◆ **DIRECTIVE**
From the line containing "the man's eyeglasses" down to the last line of the material, return those lines verbatim and only those.

Object position labeling entries:
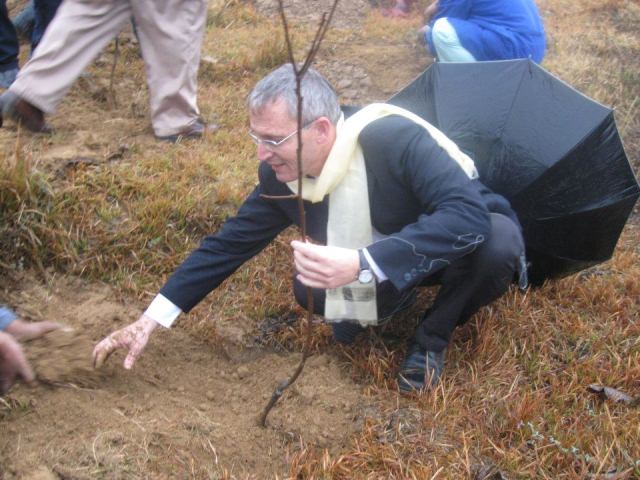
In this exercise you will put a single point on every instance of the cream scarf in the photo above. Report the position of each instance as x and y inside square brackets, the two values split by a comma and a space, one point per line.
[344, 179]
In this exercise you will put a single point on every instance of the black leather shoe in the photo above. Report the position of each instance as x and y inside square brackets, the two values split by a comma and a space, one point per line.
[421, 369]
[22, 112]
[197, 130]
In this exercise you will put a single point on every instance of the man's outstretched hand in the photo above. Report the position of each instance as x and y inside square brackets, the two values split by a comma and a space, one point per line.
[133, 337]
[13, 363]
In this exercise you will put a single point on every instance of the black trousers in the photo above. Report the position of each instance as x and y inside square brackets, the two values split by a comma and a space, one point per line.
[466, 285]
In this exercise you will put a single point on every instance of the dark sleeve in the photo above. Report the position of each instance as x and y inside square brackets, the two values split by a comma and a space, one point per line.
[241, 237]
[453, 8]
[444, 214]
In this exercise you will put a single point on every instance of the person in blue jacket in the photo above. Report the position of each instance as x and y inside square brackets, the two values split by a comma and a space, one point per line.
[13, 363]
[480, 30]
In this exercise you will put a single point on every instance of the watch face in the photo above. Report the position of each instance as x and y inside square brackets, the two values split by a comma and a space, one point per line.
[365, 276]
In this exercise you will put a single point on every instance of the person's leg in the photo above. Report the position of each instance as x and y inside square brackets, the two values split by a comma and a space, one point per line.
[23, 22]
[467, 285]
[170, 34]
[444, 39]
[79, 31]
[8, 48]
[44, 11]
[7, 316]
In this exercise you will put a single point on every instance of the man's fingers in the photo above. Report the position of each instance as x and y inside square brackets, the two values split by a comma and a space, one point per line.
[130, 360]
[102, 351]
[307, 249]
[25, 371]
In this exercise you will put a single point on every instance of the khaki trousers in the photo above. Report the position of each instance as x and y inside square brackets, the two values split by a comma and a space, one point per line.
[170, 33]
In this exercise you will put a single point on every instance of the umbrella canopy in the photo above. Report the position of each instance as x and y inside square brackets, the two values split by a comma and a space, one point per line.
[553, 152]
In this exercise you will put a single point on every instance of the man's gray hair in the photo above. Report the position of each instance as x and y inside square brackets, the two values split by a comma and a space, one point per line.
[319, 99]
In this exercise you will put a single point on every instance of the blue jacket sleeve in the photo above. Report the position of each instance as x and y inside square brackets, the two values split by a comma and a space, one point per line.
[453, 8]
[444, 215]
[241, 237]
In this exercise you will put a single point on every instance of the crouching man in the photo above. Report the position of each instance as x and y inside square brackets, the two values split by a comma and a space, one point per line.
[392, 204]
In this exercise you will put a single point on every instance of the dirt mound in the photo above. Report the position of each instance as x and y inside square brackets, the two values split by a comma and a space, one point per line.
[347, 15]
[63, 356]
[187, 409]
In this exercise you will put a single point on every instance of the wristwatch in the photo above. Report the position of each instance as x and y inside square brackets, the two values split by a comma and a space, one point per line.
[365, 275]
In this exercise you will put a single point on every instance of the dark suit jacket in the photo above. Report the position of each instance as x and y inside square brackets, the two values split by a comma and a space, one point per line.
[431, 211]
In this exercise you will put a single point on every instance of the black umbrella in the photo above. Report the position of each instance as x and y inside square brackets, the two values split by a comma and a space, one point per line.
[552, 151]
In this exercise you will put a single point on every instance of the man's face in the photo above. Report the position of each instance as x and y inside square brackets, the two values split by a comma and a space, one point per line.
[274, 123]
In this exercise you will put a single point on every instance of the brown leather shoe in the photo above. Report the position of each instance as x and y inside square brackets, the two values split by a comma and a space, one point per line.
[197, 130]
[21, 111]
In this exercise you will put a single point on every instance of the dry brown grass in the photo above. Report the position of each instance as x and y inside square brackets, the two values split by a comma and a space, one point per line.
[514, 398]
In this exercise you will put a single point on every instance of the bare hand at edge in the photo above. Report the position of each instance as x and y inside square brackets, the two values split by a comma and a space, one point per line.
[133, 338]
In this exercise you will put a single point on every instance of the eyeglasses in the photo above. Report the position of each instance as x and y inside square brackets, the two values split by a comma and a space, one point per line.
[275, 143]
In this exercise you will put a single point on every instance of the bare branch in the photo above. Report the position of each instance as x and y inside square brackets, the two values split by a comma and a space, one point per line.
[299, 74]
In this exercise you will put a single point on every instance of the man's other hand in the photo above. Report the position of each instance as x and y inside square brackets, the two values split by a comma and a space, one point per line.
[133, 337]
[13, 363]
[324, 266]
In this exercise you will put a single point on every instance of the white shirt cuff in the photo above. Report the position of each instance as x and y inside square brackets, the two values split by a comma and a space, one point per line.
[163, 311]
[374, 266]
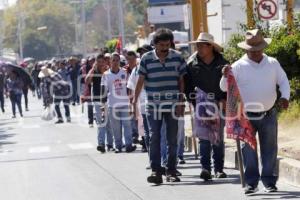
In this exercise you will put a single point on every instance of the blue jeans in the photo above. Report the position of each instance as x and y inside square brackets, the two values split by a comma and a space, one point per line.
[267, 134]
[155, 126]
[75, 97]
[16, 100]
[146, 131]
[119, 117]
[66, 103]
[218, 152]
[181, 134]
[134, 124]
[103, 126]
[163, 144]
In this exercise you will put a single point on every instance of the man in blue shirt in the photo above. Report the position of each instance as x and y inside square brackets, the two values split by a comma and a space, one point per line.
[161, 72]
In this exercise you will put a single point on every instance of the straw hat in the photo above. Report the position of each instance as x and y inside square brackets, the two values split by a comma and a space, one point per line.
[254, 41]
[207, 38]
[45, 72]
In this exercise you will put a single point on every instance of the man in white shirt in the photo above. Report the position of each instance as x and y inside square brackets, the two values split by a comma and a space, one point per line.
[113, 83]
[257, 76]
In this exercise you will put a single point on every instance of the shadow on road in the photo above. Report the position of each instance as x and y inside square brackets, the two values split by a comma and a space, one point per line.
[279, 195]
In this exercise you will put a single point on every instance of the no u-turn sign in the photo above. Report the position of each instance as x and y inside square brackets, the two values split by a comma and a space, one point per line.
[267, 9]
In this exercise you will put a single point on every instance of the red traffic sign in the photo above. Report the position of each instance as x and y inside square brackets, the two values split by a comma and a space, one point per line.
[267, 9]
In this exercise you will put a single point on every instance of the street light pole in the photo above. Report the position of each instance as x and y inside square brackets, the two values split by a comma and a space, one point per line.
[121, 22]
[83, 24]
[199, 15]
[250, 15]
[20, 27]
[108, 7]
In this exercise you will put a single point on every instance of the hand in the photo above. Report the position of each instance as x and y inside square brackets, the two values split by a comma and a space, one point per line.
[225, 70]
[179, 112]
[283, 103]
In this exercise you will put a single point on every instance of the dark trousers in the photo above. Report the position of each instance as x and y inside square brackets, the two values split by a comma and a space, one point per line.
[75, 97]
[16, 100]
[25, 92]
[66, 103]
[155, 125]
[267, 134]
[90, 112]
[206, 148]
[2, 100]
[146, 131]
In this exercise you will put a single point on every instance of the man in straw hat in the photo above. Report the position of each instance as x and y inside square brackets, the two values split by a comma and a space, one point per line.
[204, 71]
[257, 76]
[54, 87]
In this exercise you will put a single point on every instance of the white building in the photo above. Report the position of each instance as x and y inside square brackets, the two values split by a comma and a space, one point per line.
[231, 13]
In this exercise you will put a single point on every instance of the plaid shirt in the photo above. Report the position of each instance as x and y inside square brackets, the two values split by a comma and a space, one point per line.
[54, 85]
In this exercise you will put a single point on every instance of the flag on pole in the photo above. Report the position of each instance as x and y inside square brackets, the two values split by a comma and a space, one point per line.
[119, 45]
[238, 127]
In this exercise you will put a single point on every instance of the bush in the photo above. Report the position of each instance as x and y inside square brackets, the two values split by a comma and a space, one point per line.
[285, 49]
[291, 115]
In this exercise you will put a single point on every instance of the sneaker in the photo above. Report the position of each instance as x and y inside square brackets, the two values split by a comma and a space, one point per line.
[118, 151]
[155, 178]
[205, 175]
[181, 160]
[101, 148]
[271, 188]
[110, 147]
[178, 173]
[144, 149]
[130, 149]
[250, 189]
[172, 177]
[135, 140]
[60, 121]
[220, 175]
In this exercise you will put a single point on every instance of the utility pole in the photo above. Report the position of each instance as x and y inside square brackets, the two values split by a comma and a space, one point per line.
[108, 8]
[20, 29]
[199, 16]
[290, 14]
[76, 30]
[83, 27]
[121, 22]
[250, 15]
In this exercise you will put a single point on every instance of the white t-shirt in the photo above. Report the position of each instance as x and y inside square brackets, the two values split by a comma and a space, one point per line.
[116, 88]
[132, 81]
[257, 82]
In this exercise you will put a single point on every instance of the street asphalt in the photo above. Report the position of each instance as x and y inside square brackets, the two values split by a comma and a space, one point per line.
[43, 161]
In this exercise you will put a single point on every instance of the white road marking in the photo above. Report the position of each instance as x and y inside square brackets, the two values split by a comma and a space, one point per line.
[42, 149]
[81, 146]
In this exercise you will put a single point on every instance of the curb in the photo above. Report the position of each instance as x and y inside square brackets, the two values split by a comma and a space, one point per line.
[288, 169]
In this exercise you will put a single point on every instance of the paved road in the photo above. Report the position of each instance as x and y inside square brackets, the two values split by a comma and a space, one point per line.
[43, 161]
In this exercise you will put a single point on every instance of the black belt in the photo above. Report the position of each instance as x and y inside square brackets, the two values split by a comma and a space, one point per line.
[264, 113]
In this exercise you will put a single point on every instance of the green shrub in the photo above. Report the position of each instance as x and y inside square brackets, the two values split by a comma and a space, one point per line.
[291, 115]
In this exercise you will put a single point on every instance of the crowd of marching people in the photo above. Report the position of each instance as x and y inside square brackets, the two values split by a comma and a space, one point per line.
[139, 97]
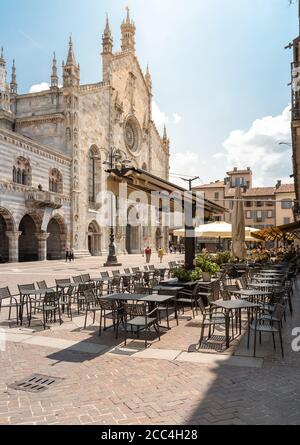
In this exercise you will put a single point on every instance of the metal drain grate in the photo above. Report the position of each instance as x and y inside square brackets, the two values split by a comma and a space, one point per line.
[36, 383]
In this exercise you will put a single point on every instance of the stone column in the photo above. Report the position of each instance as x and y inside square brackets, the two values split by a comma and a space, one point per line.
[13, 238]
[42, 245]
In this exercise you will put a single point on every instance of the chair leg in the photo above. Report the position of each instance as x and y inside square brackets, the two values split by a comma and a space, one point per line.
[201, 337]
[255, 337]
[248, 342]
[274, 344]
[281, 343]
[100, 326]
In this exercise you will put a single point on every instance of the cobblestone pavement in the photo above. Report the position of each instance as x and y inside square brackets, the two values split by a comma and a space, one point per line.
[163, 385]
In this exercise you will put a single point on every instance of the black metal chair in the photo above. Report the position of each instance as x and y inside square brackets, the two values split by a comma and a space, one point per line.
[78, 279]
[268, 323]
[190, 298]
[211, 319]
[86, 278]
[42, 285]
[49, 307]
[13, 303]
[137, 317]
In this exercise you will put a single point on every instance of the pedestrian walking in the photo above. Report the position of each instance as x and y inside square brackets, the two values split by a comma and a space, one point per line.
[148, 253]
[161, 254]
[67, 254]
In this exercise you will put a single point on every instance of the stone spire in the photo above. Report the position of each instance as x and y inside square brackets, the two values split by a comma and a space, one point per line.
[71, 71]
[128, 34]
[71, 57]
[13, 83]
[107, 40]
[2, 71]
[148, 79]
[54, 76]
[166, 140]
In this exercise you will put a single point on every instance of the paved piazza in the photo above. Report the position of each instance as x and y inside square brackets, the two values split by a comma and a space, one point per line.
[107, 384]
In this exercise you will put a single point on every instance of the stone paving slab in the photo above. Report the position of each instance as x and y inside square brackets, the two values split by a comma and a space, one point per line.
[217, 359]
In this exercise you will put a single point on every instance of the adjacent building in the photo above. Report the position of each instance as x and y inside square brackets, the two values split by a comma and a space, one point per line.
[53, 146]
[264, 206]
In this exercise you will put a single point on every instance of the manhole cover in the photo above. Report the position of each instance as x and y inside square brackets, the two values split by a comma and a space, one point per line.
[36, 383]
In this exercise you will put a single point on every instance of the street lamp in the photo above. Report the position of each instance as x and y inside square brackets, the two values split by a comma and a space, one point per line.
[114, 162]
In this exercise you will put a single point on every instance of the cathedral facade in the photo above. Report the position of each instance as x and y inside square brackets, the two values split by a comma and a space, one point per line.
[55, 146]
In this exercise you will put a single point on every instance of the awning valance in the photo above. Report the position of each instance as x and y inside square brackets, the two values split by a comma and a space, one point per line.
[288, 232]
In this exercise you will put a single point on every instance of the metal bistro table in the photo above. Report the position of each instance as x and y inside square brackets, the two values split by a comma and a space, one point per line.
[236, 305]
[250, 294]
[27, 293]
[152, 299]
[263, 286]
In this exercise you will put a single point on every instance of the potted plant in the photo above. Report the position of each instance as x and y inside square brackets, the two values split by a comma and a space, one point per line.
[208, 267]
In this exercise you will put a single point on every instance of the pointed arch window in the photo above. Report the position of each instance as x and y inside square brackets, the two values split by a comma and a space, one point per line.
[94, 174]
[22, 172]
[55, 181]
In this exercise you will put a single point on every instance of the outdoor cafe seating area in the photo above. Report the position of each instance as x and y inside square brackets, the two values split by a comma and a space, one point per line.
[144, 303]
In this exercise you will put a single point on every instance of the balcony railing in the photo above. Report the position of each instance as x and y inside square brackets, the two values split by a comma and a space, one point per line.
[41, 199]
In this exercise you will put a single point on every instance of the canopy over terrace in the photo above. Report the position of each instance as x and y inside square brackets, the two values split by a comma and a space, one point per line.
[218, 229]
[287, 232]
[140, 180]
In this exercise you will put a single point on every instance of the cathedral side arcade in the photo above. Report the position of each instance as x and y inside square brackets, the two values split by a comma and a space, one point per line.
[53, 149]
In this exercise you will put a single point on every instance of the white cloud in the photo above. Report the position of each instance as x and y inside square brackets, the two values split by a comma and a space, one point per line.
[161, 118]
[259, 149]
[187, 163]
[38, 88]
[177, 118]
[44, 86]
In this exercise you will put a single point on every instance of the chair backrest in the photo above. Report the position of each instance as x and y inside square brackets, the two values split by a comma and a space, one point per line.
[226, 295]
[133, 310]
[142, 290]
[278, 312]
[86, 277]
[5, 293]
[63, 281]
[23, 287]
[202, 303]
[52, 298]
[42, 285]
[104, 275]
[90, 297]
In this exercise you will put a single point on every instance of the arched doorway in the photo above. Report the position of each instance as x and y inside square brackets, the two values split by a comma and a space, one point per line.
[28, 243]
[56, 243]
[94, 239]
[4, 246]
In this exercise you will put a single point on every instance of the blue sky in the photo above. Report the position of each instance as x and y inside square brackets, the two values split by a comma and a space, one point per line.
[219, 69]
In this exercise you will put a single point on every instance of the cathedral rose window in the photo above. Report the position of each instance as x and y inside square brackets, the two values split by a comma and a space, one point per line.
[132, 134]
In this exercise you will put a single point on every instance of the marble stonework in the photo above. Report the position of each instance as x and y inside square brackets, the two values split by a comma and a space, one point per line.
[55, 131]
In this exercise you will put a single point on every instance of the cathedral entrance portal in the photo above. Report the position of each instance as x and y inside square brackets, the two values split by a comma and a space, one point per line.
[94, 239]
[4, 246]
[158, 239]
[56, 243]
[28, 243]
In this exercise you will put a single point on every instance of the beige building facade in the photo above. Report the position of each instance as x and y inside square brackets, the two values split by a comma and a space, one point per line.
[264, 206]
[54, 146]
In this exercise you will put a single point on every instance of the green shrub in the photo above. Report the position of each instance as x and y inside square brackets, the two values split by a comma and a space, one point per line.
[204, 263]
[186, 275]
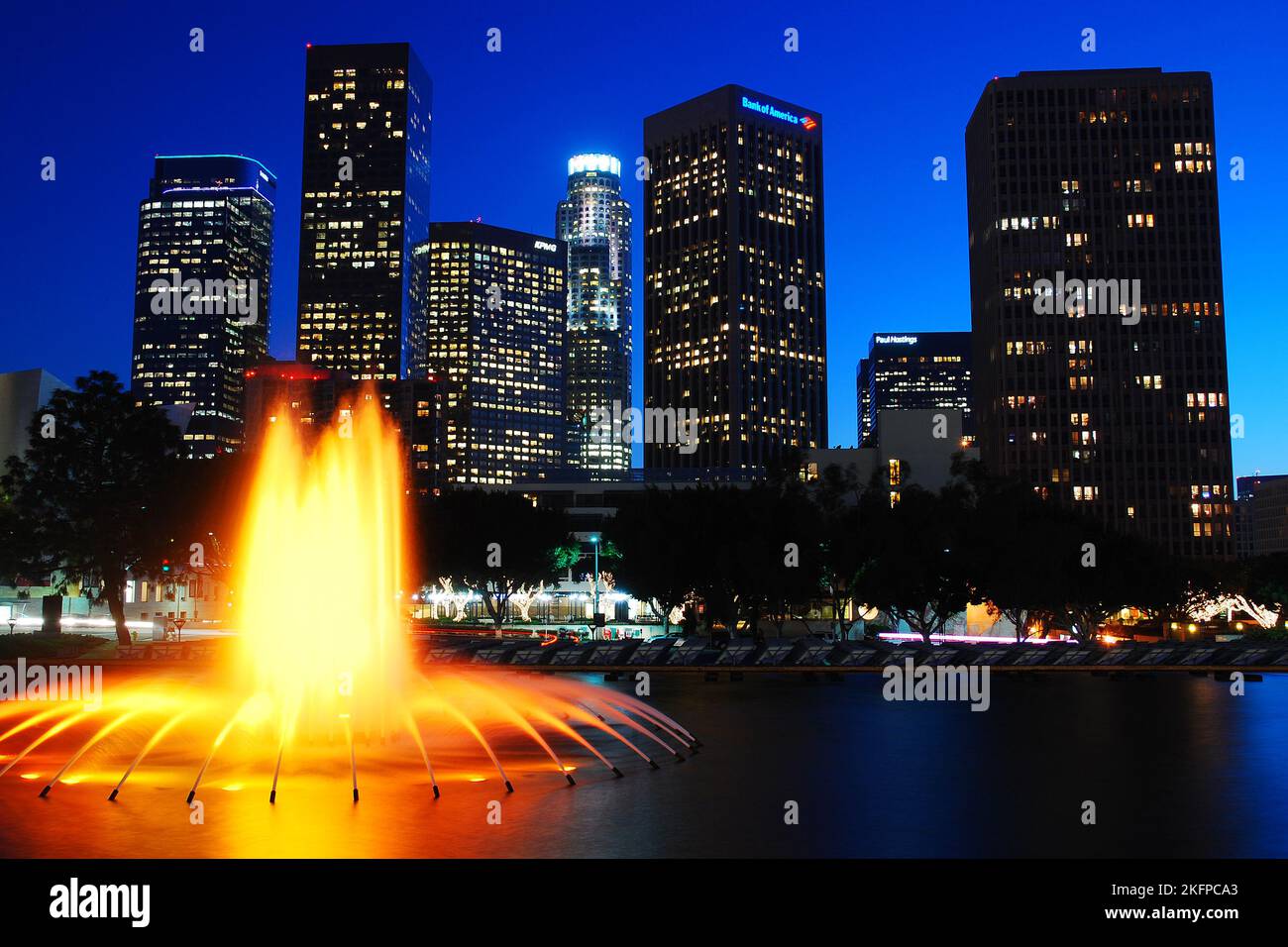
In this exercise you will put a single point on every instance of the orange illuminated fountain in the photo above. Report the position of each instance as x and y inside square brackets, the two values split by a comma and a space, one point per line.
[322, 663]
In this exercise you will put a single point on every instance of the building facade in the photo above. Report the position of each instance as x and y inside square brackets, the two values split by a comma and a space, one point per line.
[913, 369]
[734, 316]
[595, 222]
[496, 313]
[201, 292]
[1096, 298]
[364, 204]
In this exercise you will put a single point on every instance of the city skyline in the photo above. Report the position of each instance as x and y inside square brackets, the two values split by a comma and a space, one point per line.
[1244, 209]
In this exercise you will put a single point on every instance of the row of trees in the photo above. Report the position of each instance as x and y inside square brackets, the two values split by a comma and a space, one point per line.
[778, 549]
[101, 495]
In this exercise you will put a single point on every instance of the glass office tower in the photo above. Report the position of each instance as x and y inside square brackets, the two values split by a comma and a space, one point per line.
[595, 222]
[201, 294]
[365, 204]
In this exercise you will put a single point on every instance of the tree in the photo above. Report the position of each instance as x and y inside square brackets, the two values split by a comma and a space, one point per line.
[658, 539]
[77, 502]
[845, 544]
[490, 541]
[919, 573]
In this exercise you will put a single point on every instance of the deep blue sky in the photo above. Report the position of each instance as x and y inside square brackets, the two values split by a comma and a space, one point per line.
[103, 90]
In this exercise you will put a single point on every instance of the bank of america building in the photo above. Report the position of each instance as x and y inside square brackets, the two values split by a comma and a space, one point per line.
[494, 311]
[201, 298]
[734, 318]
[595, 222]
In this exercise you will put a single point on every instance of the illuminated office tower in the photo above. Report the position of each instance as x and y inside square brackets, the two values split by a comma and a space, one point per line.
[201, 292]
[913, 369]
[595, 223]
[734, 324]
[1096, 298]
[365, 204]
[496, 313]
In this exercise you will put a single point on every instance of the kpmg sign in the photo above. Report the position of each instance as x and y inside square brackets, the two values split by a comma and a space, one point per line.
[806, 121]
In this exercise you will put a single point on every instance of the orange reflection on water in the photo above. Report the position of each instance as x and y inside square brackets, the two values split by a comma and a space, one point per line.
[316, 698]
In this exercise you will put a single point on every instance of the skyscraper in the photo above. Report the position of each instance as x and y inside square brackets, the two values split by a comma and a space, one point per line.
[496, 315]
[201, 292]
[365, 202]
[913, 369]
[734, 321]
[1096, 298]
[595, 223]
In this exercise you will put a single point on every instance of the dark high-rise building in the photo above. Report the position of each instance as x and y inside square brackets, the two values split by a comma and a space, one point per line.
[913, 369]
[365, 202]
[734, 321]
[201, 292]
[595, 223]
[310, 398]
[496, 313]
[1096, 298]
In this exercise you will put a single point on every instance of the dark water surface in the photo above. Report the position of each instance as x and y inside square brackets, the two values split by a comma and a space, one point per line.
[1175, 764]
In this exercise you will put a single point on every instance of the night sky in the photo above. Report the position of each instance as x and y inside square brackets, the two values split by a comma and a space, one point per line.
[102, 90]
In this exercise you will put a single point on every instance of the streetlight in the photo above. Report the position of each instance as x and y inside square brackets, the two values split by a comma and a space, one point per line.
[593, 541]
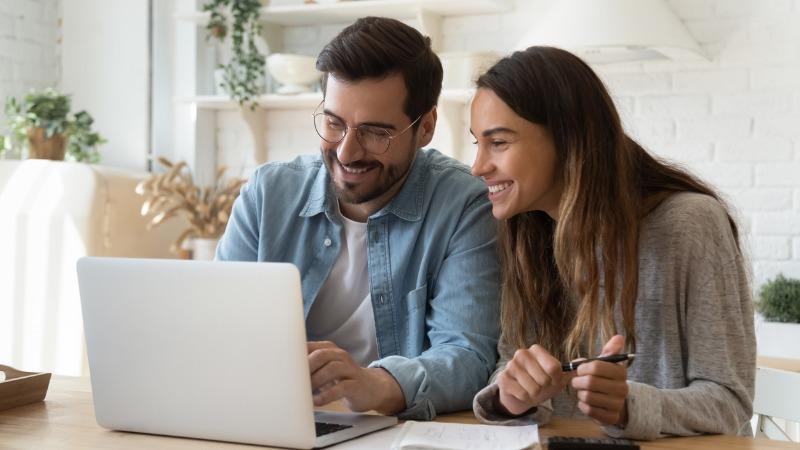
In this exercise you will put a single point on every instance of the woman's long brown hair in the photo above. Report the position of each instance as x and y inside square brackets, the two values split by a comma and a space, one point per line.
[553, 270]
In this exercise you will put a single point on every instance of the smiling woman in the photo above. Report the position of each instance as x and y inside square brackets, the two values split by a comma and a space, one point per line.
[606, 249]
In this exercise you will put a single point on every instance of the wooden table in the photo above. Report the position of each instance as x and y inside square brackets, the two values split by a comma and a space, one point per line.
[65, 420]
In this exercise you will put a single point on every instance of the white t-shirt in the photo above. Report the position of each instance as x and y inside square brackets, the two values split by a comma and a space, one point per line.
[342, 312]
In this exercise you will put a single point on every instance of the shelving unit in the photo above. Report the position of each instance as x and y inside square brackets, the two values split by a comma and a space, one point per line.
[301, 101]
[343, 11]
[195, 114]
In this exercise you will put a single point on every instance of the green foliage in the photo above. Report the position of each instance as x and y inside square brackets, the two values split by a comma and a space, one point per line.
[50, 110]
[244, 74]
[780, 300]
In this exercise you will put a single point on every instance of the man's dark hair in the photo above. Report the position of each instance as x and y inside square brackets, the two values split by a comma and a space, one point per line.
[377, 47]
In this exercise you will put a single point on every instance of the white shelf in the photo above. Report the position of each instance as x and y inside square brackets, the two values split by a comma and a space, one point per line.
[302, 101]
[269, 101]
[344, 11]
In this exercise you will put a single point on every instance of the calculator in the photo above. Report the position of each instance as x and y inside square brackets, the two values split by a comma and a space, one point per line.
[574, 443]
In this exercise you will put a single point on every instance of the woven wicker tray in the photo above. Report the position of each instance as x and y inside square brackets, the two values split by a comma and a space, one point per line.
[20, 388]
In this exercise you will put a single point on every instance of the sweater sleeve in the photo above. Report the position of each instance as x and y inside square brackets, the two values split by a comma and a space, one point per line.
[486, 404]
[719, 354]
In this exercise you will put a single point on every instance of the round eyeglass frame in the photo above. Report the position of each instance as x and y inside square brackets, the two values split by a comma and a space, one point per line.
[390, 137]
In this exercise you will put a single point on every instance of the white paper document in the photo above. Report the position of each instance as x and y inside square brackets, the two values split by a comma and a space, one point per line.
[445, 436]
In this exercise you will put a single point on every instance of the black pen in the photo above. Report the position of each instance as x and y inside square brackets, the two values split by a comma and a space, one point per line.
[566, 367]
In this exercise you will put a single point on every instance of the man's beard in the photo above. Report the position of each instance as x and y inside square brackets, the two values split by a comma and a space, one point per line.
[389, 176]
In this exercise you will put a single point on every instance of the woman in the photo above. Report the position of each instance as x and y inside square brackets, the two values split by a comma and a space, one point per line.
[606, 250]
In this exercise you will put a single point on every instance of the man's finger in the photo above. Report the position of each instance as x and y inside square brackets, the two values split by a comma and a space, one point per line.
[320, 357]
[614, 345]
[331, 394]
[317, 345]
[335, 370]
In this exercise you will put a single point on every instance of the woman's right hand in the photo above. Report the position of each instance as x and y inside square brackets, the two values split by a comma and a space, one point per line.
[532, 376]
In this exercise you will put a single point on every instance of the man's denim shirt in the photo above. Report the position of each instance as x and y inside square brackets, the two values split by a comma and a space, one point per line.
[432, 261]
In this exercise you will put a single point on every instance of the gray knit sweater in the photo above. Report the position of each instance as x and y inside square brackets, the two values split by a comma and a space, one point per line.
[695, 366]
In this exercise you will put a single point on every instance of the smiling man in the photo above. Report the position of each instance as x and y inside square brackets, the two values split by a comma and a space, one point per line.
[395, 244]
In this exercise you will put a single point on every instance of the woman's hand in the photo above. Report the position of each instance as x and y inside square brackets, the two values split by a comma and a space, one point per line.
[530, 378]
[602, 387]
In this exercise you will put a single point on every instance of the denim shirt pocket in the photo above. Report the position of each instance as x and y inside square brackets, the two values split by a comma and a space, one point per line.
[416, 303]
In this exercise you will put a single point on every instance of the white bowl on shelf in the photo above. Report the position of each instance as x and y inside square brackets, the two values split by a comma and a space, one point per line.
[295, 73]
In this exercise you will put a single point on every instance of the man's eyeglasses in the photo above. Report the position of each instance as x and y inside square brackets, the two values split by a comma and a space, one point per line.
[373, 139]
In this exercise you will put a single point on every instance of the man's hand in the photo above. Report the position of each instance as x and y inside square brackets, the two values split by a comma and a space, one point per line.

◆ **EXPECTED ANSWER**
In this exercise you will put a single point on every instance of the man's eyeglasses in the photo above. Report the position of each instance as x and y inside square brackets, the two values split by a comma and a space, one point per line.
[373, 139]
In this exercise you will put a single point on every instance of the man's hand in the photo above. Report the position of each instance as x and y inside square brackets, the two values split by a comma and a space, one point per line.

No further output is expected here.